### EXERCISE OBJECTIVE
Pull out each line of the records below that contains the string "building", and list those lines in their original order.

### INFORMATION SHOWN
-- -- --

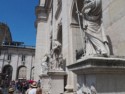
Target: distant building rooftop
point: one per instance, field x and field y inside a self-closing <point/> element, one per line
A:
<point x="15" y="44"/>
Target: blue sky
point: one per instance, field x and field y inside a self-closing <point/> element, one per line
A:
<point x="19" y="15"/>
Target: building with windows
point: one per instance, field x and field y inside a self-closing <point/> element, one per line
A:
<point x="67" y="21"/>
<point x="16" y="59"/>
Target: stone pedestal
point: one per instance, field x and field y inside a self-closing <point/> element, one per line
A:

-- -- --

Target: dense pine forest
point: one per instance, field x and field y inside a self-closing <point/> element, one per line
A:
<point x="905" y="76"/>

-- -- --

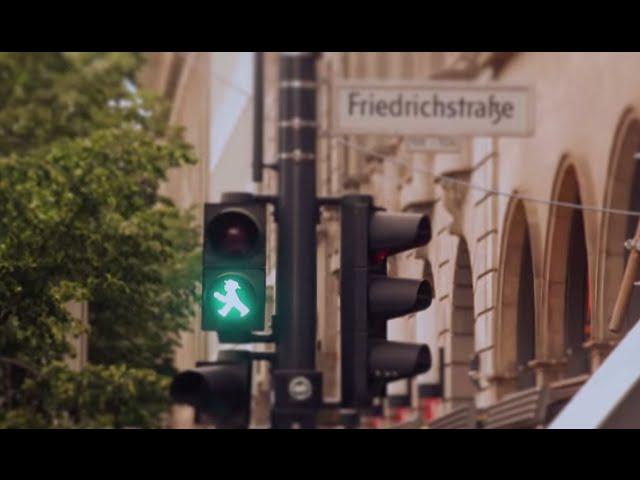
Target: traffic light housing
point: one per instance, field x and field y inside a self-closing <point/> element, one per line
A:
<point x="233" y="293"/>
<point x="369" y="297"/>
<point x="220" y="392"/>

-- -- --

### EXERCISE RESPONSE
Target: distant building rooftop
Target: building with windows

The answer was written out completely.